> _Task requirements_
Pull out every line in the rows below that contains the word "Please", treating uppercase and lowercase as different.

[Entries for bounding box labeling]
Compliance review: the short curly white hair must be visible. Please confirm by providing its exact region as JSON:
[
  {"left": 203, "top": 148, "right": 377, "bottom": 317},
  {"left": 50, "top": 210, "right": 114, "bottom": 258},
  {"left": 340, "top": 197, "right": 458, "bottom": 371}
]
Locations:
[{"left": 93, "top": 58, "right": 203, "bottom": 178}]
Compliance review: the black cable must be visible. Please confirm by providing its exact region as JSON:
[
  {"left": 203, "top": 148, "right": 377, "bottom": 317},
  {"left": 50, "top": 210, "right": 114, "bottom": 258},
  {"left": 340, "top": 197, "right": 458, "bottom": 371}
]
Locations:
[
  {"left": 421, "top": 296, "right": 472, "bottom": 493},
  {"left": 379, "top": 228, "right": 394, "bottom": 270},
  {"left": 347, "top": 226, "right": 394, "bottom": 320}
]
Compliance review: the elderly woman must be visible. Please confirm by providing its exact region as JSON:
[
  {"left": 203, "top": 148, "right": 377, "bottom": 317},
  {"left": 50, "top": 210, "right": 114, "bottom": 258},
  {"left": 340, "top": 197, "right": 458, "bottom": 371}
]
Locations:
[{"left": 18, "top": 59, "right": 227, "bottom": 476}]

---

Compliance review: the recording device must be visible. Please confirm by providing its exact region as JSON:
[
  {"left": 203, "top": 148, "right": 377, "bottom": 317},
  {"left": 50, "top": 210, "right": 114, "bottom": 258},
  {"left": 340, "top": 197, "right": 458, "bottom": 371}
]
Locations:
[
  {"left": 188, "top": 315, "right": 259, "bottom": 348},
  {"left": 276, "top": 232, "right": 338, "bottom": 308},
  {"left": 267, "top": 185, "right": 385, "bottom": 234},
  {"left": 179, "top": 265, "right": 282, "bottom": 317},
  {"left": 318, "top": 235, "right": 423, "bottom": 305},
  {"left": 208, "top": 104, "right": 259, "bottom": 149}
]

--

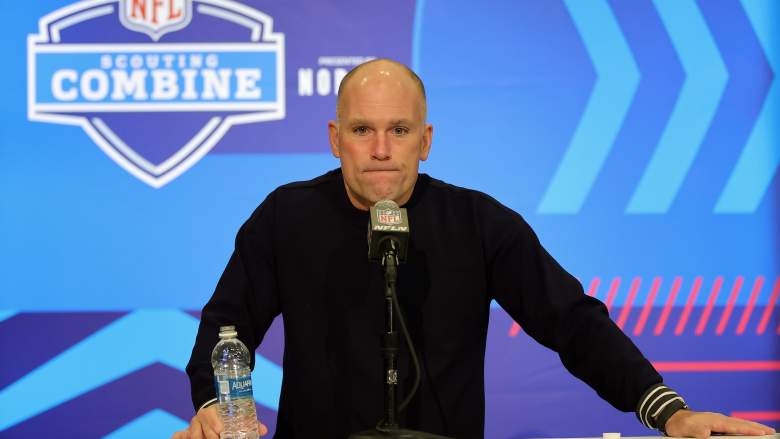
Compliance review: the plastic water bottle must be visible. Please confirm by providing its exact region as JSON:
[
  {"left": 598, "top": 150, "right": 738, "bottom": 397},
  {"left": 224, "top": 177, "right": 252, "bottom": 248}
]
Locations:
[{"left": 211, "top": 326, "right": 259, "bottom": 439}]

> _Exercise result_
Compliance review: the short curly white hair must be visible. Please confirm by providing its exact region as JSON:
Compliance review: the black cable must be visible. Please confirm by providing its exact region as JSON:
Compliance review: the elderly woman must be visible. Please confirm by providing its exact region as JSON:
Compliance review: the recording device must be visible. Please confirm by providing its exact region as JSON:
Compliance review: the plastic water bottle must be visible. Please confirm by providing its exact region as JSON:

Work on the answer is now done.